- [ARBEITSAUFTRÄGE]
[1] Gib aus dem Textauszug den Abschnitt von „96 Prozent der meist“ bis „diesem Beitrag darlegen.“ wortgetreu wieder.
[2] Beantworte anhand des Textauszugs:
(a) Wann hat WebAim die neue Analyse veröffentlicht?
(b) Wo macht die Nachricht laut Text gerade wieder die Runde?
(c) Welcher Standard wird als Beispiel für Konformität genannt?
[3] Wie könnte der Textauszug zur Kritik an der WebAIM-Studie nach seinem letzten Satz weitergehen? Schreibe ihn fort.

- [TEXTAUSZUG]
==*==
Die WebAIM-Studie sind 96 Prozent der Webseiten nicht barrierefrei?


Repost aus gegebenem Anlaß: WebAim hat eine neue Analyse im März 2023 veröffentlicht. Mit hohen Zahlen wie 50 Millionen gefundenen Fehlern auf eine Millionen Startseiten ist Aufmerksamkeit sicher. Meine Kritikpunkte bleiben aber bestehen.
96 Prozent der meist genutzten Webseiten nicht barrierefrei – die Nachricht macht aktuell wieder die Runde auf Twitter und einschlägigen Accessibility-Kanälen. Tolle Sache, vor allem, wenn man nur Überschriften liest. Persönlich finde ich die WebAIM-Studie aus zahlreichen Gründen nicht aussagekräftig. Das möchte ich in diesem Beitrag darlegen.
Kurz zur Erklärung: In Fachkreisen sprechen wir nicht von Barrierefreiheit, sondern von Konformität. Konformität heißt, dass ein bestimmter Standard erfüllt wurde, zum Beispiel WCAG 2.1 auf Stufe AA. Da der Begriff „barrierefrei“ für Webseiten nicht fest definiert ist, ist dieser Behelf stets notwendig.
==*==
- [DATENLISTE]
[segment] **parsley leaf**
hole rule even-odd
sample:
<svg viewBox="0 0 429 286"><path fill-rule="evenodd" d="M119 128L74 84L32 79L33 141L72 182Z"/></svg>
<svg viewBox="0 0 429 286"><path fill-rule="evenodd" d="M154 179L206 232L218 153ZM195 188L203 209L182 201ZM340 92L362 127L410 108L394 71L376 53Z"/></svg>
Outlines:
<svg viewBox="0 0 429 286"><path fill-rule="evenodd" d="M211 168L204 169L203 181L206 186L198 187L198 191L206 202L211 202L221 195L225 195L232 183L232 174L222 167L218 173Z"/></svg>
==*==
- [LÖSUNGEN]
[1]
96 Prozent der meist genutzten Webseiten nicht barrierefrei – die Nachricht macht aktuell wieder die Runde auf Twitter und einschlägigen Accessibility-Kanälen. Tolle Sache, vor allem, wenn man nur Überschriften liest. Persönlich finde ich die WebAIM-Studie aus zahlreichen Gründen nicht aussagekräftig. Das möchte ich in diesem Beitrag darlegen.

[2]
(a) Im März 2023.
(b) Auf Twitter und in einschlägigen Accessibility-Kanälen.
(c) WCAG 2.1 auf Stufe AA.

[3]
Da der Artikel recht lang geworden ist, möchte ich die Haupt-Kritik am Anfang zusammenfassen:

  1. Die gefundenen/behaupteten Fehler dürften in aller Regel nicht zu einer eingeschränkten Nutzbarkeit der Websites durch behinderte Menschen führen. Jede Teilmenge von Websites ist durch eine Teilmenge der behinderten Menschen schlecht oder gar nicht nutzbar, aber WebAims Analyse bringt uns diesbezüglich keine neuen Erkentnisse. Nutzbarkeit durch behinderte Menschen und Konformität mit Barrierefreiheits-Regeln sind nicht immer deckungsgleich.
  2. Wenn ich eine Studie lese, die behauptet, fast 100 Prozent der der Anbieter würden gegen Regeln verstoßen, dann würde ich den Schluss daraus ziehen, dass die Regeln nicht erfüllbar sind. Ist es das, was WebAIM sagen möchte, dass es nicht möglich ist, mit den WCAG-Regeln konform zu sein? Wenn nein, worin liegt der Erkenntnis-Gewinn?
  3. Methodik

    Die eine Millionen Websites wurden mit dem WAVE-Tool von WebAIM automatisiert geprüft. Vielmehr ist zur Methodik auch nicht zu sagen. Es ist schlicht nicht möglich, eine solche Menge an Websites in angemessener Zeit qualitativ zu analysieren.
    Hier beginnt aber auch schon das erste Problem: Das Tool untersucht sowohl WCAG-Kriterien nach A und AA. Doch selbst in den USA sind die meisten Betreiber nicht zur Barrierefreiheit verpflichtet und streben in der Regel wenn überhaupt nur A an. Es macht keinen Sinn, Organisationen auf AA zu prüfen, die das nicht anstreben, weil sie sich zum Beispiel an die Kontrast-Anforderungen nicht gebunden fühlen.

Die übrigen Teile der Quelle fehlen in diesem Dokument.